* **Page**

## Start

Today marks the beginning of a new chapter for Wales

With the establishment of the Welsh Parliament, we are sending a clear message to people across our nation that our politics is changing. Now is the time for us to learn the lessons of the past and changing the way we do things.

For too long we failed to convey a clear message of what the purpose of the Assembly was and what it had the power to do. Instead, we let it be portrayed as ineffective, a barrier to change that was little more than a glorified talking shop.

We need to cut through the noise and bluster of those who seek to do down our Parliament and show people the real change we can make happen. We have the power to do so much, all we need to do is think outside the box and not be afraid to challenge the status quo.

Our focus now needs to be on tackling the issues that have plagued Wales for generations: low wages, insecure housing, a lack of jobs, poor transport links, rural poverty and so much more.
The Senedd has the power to address all these issues, and the Welsh Liberal Democrats have already shown the change is possible.

Over the past four years Kirsty Williams has done an exceptional job overhauling our education system; reducing class sizes, creating Wales’ first curriculum and ensuring more money is spent supporting the most disadvantaged pupils.

## End

* **Dataset content**
## Start

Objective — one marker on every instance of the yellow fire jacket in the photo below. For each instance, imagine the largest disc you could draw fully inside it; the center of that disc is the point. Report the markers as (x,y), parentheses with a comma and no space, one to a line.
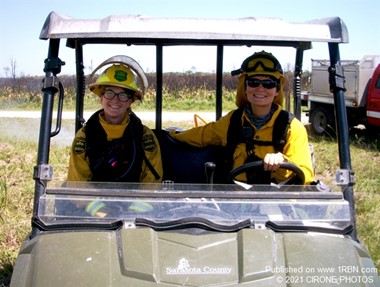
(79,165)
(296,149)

## End

* **Directives**
1. In the article on the Welsh Parliament, rewrite the paragraph beginning "Over the past four years" as a short bulleted list that keeps its main facts.
2. Echo the article on the Welsh Parliament word for word from "With the establishment" up to and including "the status quo.".
The data is separate material and is not part of the article on the Welsh Parliament.

* **Per-task answers**
1.
Over the past four years, Kirsty Williams has done an exceptional job overhauling the education system in Wales by:
- reducing class sizes
- creating Wales' first curriculum
- ensuring more money is spent supporting the most disadvantaged pupils

2.
With the establishment of the Welsh Parliament, we are sending a clear message to people across our nation that our politics is changing. Now is the time for us to learn the lessons of the past and changing the way we do things.

For too long we failed to convey a clear message of what the purpose of the Assembly was and what it had the power to do. Instead, we let it be portrayed as ineffective, a barrier to change that was little more than a glorified talking shop.

We need to cut through the noise and bluster of those who seek to do down our Parliament and show people the real change we can make happen. We have the power to do so much, all we need to do is think outside the box and not be afraid to challenge the status quo.